**Request:** Gather every line in the rows below that contains the word "jacket". Match upper and lower case exactly.

**Data in this exercise:**
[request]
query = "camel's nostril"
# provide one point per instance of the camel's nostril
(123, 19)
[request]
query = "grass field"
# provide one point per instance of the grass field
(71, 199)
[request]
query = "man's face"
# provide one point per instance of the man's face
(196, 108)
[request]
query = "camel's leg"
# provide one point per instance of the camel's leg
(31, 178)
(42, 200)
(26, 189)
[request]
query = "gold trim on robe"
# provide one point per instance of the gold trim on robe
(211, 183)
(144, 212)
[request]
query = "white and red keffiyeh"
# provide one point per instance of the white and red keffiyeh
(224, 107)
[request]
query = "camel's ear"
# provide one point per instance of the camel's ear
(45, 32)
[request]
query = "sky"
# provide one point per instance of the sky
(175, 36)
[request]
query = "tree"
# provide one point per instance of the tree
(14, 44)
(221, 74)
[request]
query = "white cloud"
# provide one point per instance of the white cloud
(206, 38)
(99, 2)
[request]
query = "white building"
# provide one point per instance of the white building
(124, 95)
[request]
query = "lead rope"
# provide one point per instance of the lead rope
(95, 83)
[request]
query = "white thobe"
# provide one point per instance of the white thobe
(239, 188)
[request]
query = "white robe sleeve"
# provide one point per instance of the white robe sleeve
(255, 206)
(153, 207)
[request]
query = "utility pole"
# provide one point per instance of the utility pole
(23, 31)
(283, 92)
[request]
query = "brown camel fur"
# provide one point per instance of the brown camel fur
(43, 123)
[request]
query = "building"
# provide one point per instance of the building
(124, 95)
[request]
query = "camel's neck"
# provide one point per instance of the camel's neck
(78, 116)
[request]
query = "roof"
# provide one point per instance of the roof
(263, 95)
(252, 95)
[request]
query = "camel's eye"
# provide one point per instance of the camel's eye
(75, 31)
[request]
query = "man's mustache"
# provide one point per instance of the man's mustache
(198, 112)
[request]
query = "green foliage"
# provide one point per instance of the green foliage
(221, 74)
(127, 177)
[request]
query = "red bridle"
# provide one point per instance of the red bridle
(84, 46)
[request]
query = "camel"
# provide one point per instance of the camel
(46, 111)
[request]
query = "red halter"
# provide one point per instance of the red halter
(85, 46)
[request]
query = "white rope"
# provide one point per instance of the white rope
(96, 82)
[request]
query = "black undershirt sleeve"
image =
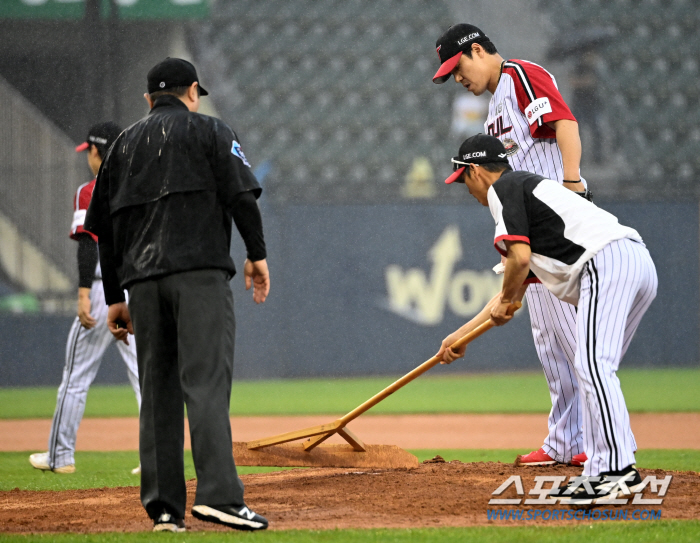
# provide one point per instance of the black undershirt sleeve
(87, 260)
(246, 215)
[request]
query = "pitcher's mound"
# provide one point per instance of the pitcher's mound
(431, 495)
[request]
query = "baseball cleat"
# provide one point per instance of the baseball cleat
(535, 458)
(41, 461)
(168, 523)
(578, 460)
(602, 489)
(238, 518)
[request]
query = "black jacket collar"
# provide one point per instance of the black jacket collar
(168, 100)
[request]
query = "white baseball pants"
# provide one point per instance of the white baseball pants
(617, 287)
(553, 325)
(84, 351)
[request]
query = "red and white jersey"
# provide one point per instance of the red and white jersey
(80, 204)
(526, 98)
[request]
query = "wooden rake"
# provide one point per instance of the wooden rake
(315, 435)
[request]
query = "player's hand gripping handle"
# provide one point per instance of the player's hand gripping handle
(119, 321)
(258, 276)
(451, 350)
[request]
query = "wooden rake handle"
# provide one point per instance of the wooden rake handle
(420, 370)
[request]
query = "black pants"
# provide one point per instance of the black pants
(185, 332)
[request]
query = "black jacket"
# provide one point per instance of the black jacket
(164, 197)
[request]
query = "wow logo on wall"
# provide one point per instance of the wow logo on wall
(424, 294)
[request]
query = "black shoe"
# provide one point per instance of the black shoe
(168, 523)
(238, 518)
(603, 488)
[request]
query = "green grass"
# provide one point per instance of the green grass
(627, 532)
(672, 390)
(93, 470)
(111, 469)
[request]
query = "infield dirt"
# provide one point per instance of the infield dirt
(432, 495)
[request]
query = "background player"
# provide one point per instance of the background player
(89, 336)
(584, 257)
(540, 134)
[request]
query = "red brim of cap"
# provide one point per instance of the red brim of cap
(445, 71)
(455, 176)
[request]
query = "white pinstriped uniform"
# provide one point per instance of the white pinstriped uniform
(617, 287)
(553, 322)
(584, 257)
(84, 351)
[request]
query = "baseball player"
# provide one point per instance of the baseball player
(582, 255)
(89, 336)
(528, 114)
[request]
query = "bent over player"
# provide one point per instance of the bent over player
(540, 134)
(584, 257)
(165, 201)
(89, 336)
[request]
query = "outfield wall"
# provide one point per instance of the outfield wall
(365, 290)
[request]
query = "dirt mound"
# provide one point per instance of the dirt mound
(434, 494)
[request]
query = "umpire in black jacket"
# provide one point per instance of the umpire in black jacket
(162, 208)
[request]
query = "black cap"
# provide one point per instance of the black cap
(450, 45)
(479, 149)
(102, 136)
(171, 73)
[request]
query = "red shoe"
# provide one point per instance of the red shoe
(535, 458)
(578, 459)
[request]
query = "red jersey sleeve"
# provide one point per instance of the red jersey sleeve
(538, 97)
(80, 204)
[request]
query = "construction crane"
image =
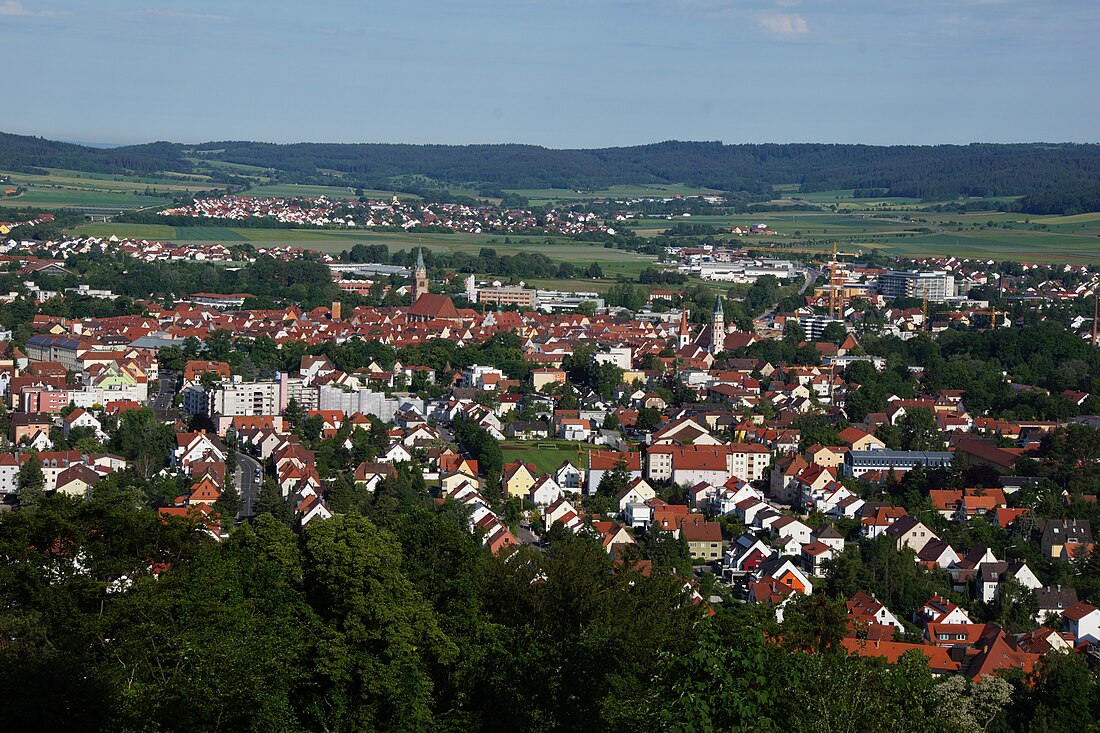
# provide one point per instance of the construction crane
(992, 313)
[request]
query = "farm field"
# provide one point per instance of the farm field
(329, 192)
(548, 460)
(614, 262)
(540, 196)
(986, 234)
(62, 188)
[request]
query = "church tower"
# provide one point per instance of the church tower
(717, 327)
(419, 276)
(683, 338)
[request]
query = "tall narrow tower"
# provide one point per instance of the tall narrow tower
(683, 337)
(419, 276)
(717, 327)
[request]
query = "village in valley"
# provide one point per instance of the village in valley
(842, 433)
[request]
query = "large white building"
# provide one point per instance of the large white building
(934, 285)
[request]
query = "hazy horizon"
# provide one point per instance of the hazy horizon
(562, 74)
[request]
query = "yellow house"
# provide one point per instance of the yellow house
(518, 479)
(451, 481)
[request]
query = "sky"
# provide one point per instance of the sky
(554, 73)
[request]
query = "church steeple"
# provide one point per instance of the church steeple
(419, 276)
(683, 337)
(717, 327)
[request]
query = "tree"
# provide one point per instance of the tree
(793, 334)
(1015, 606)
(270, 500)
(648, 419)
(615, 481)
(31, 483)
(834, 332)
(294, 413)
(972, 706)
(378, 639)
(229, 502)
(920, 431)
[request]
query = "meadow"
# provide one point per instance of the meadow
(62, 188)
(613, 262)
(548, 460)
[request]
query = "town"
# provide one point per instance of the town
(884, 437)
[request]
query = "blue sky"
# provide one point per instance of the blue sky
(557, 73)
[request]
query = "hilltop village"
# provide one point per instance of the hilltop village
(883, 439)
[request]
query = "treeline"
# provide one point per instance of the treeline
(527, 264)
(396, 619)
(939, 172)
(306, 283)
(1015, 373)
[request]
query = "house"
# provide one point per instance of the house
(939, 660)
(193, 447)
(908, 532)
(602, 461)
(869, 610)
(1082, 621)
(370, 474)
(857, 439)
(704, 539)
(612, 535)
(568, 477)
(941, 610)
(1062, 539)
(938, 554)
(395, 453)
(637, 492)
(527, 430)
(814, 556)
(545, 491)
(1053, 601)
(785, 571)
(76, 480)
(991, 576)
(638, 515)
(518, 479)
(789, 526)
(561, 511)
(81, 418)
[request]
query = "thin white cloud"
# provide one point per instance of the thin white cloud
(177, 15)
(783, 23)
(15, 9)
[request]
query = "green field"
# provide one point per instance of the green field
(541, 196)
(614, 262)
(288, 190)
(546, 460)
(62, 188)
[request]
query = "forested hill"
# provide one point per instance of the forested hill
(925, 172)
(24, 153)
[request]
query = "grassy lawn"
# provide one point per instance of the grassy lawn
(158, 232)
(546, 460)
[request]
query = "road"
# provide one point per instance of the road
(167, 387)
(248, 482)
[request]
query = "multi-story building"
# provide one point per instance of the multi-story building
(518, 296)
(934, 285)
(858, 462)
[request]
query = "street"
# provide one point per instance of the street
(248, 482)
(168, 384)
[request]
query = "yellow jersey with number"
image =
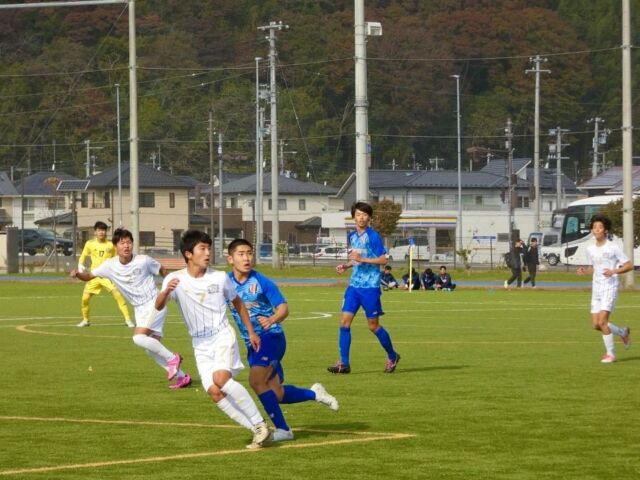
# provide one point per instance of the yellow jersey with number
(97, 251)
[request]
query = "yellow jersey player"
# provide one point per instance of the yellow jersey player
(98, 250)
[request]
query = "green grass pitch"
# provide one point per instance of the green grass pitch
(492, 385)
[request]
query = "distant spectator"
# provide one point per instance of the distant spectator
(415, 280)
(443, 281)
(387, 280)
(428, 279)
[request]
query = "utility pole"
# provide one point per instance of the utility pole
(509, 147)
(257, 208)
(596, 133)
(627, 143)
(211, 225)
(275, 219)
(361, 30)
(556, 151)
(536, 138)
(220, 201)
(459, 226)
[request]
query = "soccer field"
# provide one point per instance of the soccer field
(492, 385)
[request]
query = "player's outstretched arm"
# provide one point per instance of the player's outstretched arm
(244, 316)
(163, 296)
(282, 312)
(84, 276)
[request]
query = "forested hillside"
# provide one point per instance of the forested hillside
(59, 67)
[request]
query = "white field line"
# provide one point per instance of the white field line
(360, 438)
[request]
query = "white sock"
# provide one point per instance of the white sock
(616, 330)
(151, 344)
(233, 413)
(608, 344)
(242, 401)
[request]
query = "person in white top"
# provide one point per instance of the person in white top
(606, 261)
(133, 275)
(202, 295)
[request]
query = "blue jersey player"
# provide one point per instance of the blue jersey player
(366, 255)
(267, 310)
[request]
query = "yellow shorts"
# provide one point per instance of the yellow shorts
(95, 286)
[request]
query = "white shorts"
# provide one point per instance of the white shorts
(604, 300)
(220, 352)
(148, 317)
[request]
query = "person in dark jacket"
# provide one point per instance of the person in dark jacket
(515, 263)
(532, 259)
(415, 280)
(428, 279)
(443, 281)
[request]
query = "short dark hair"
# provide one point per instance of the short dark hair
(606, 221)
(190, 239)
(363, 207)
(238, 242)
(119, 234)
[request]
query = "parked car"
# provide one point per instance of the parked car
(332, 252)
(42, 241)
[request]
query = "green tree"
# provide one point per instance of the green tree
(614, 212)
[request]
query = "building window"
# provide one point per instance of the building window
(56, 203)
(282, 204)
(148, 239)
(147, 199)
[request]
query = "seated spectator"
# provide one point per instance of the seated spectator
(415, 280)
(443, 281)
(387, 280)
(428, 279)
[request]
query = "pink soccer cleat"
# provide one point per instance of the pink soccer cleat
(626, 341)
(182, 382)
(173, 366)
(606, 358)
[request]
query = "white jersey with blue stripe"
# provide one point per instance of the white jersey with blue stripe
(368, 244)
(261, 296)
(202, 300)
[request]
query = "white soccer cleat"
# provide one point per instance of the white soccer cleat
(322, 396)
(261, 435)
(280, 435)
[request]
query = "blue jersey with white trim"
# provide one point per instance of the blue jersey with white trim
(369, 244)
(261, 296)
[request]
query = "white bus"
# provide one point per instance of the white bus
(575, 236)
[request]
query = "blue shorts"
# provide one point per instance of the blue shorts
(272, 348)
(367, 298)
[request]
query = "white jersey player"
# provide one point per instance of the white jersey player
(133, 275)
(202, 295)
(606, 261)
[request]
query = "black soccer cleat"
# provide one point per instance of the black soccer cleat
(392, 364)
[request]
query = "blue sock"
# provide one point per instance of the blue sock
(385, 341)
(293, 394)
(345, 344)
(272, 407)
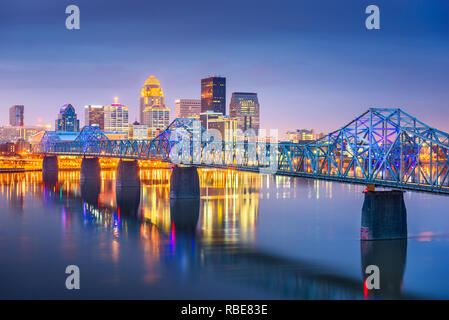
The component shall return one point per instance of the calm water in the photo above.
(250, 236)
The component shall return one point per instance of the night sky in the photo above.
(312, 63)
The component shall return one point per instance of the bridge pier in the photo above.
(128, 174)
(384, 216)
(90, 169)
(127, 187)
(184, 214)
(184, 183)
(50, 169)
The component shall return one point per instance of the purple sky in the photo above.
(312, 63)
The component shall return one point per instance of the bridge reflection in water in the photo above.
(213, 234)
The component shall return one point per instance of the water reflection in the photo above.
(390, 256)
(215, 235)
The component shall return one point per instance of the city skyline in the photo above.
(311, 68)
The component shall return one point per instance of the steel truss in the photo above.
(385, 147)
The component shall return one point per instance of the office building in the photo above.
(213, 95)
(16, 115)
(300, 136)
(94, 116)
(116, 118)
(225, 125)
(188, 108)
(67, 119)
(150, 95)
(244, 108)
(157, 118)
(138, 131)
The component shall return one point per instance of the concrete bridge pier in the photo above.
(128, 174)
(184, 215)
(127, 187)
(184, 183)
(50, 169)
(90, 180)
(90, 169)
(384, 216)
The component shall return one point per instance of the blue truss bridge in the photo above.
(384, 147)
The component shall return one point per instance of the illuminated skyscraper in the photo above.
(16, 116)
(94, 116)
(67, 119)
(151, 95)
(188, 108)
(244, 108)
(157, 118)
(213, 94)
(116, 118)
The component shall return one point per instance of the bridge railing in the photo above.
(383, 146)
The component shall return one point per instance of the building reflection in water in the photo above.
(216, 232)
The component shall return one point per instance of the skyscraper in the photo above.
(213, 94)
(67, 119)
(94, 116)
(188, 108)
(157, 118)
(16, 116)
(244, 108)
(116, 117)
(151, 95)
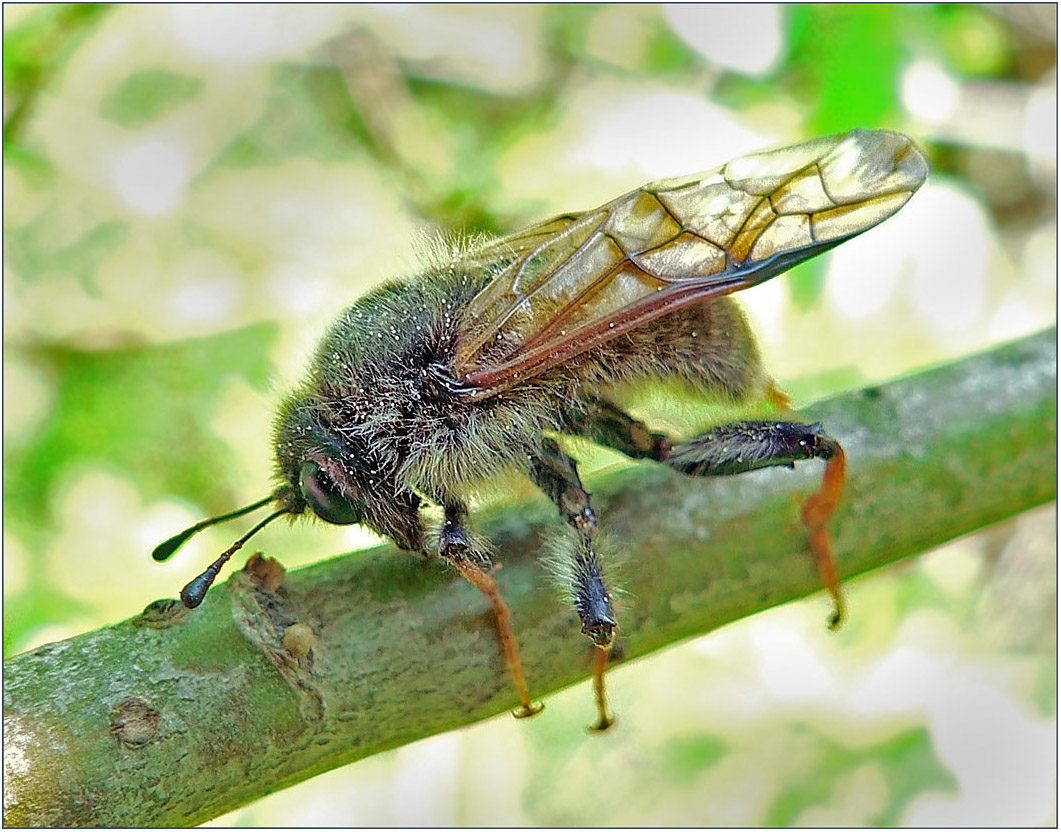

**In response:**
query = "black jacket collar"
# provide one point per instance of the black jacket collar
query = "black jacket"
# provide one point per instance of the black jacket
query = "umpire in black jacket"
# provide one point per instance of the umpire in black jacket
query = "person in dark jacket"
# provide one point per instance of the person in dark jacket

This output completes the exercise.